## DOCUMENT EXTRACT

One rule of thumb is that a moat needs to be four times the average body length of the species it is suppose to contain, which for an Amur is just an inch shy of six feet. That means a moat should be at least 24 feet across. I’m skeptical of this calculation. Mean body length for a mountain lion, for example, puts the recommended moat distance at just over 13 feet, yet there are credible reports of mountain lions leaping 35 feet.

An alternative is the cat’s known leaping distance plus 20 percent. The oft-reported leaping distance is 20 feet, so the minimum width would again be 24 feet. There are accounts of tigers leaping 30 to 33 feet, but I have not been able to determine whether these were documented. In China, the Yangtze River runs through Leaping Tiger Gorge, so named because a tiger leaped the river to escape a hunter, according to local lore. The river at its narrowest is about 82 feet wide. The story is a fable, but it gives you a sense of the tiger’s reputation as a prodigious leaper. Based on my years of observing tigers at play, 30 feet does not seem at all out of the question.

Such calculations likely contributed to the standards of two Association of Zoos and Aquarium committees. Both the AZA Felid Technical Advisory Group and the AZA Nutrition Advisory Group recommend a minimum width of 25 feet for a tiger moat.

## EXTRACTED ENTRIES
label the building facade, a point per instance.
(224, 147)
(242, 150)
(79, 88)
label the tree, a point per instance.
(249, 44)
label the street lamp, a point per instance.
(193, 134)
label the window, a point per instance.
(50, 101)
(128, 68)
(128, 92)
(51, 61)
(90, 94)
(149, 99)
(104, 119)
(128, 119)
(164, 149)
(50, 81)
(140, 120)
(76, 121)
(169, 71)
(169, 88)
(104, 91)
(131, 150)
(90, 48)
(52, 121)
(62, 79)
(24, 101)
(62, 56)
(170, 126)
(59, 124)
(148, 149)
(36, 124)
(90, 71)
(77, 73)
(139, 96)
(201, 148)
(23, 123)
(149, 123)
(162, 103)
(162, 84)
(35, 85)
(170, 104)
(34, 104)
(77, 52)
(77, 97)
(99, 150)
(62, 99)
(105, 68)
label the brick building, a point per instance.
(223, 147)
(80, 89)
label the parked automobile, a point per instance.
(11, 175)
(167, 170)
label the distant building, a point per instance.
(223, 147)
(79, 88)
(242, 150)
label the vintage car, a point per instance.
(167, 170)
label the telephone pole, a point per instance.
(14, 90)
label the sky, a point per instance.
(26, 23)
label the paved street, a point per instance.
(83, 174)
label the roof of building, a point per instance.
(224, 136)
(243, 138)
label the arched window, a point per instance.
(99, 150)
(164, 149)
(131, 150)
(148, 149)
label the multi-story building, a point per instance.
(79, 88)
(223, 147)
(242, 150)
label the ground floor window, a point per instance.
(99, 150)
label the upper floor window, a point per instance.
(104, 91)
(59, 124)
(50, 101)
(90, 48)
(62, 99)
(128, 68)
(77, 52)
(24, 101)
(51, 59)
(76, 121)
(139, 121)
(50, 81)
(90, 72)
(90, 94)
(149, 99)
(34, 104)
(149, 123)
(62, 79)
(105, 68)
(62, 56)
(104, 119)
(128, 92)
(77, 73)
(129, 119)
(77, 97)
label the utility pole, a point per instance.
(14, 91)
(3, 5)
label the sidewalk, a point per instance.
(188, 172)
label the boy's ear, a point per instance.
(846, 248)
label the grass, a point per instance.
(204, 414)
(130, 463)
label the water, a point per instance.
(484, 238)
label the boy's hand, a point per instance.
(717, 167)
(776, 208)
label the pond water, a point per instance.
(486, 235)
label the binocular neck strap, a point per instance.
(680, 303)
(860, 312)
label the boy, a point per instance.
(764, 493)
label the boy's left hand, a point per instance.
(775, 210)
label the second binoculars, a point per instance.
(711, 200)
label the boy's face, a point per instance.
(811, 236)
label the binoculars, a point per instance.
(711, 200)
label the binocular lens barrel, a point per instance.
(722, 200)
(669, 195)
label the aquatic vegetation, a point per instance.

## TO DO
(1) Return the passage from the text on tiger moats between "One rule of" and "leaping 35 feet.", inclusive.
(2) According to the text on tiger moats, what minimum moat width do the two AZA groups recommend for a tiger?
(3) Extend the text on tiger moats, picking up after its last sentence.

## EXERCISE ANSWERS
(1)
One rule of thumb is that a moat needs to be four times the average body length of the species it is suppose to contain, which for an Amur is just an inch shy of six feet. That means a moat should be at least 24 feet across. I’m skeptical of this calculation. Mean body length for a mountain lion, for example, puts the recommended moat distance at just over 13 feet, yet there are credible reports of mountain lions leaping 35 feet.

(2) 25 feet

(3)
So imagine my reaction when Zoo director Manuel Mollinedo stated his belief that the tiger could not have escaped from the moat, while also saying that according Zoo records, the moat was 20 feet across. I have never met Mollinedo, and he didn’t return my calls, but in my opinion the man has no idea what he is talking about.

Then came reports that the moat is 33 feet across. Well … sort of, maybe, kind of. It may be 33 feet from wall to wall, but the bank on the grotto side slopes to a flat floor 20 feet across. Some clever bloke decided to make the transition look more natural by placing fake boulders atop the slope. These project out into the moat and in some cases rise above the grotto floor. A tiger that launched from the lip of one of these would have to cross far less than 30 feet.

I asked the Zoo for the narrowest leap between the outside wall and these "rocks." Zoo officials didn’t respond. So I went out there with my tape measure.

The tiger grotto is closed off, and Zoo officials also declined to answer my request for access to the area. But through a side window I was able to study a neighboring lion grotto with a similar design. A rock ledge stuck out into the moat more than seven feet, leaving a gap I measured along the outer wall at about 25 feet. Using aerial photographs and online measuring tools to look at Tatiana’s grotto, I repeatedly got widths of less than 24 feet.

In other words, the width of the moat most likely does not meet AZA standards, which could hardly be described as overly cautious.

NO MARGIN FOR ERROR


The world soon found out the bank of Tatiana’s grotto was less than 12.5 feet high, and experts quickly agreed that a motivated tiger could have surmounted the wall. Yet Mollinedo was still expressing disbelief.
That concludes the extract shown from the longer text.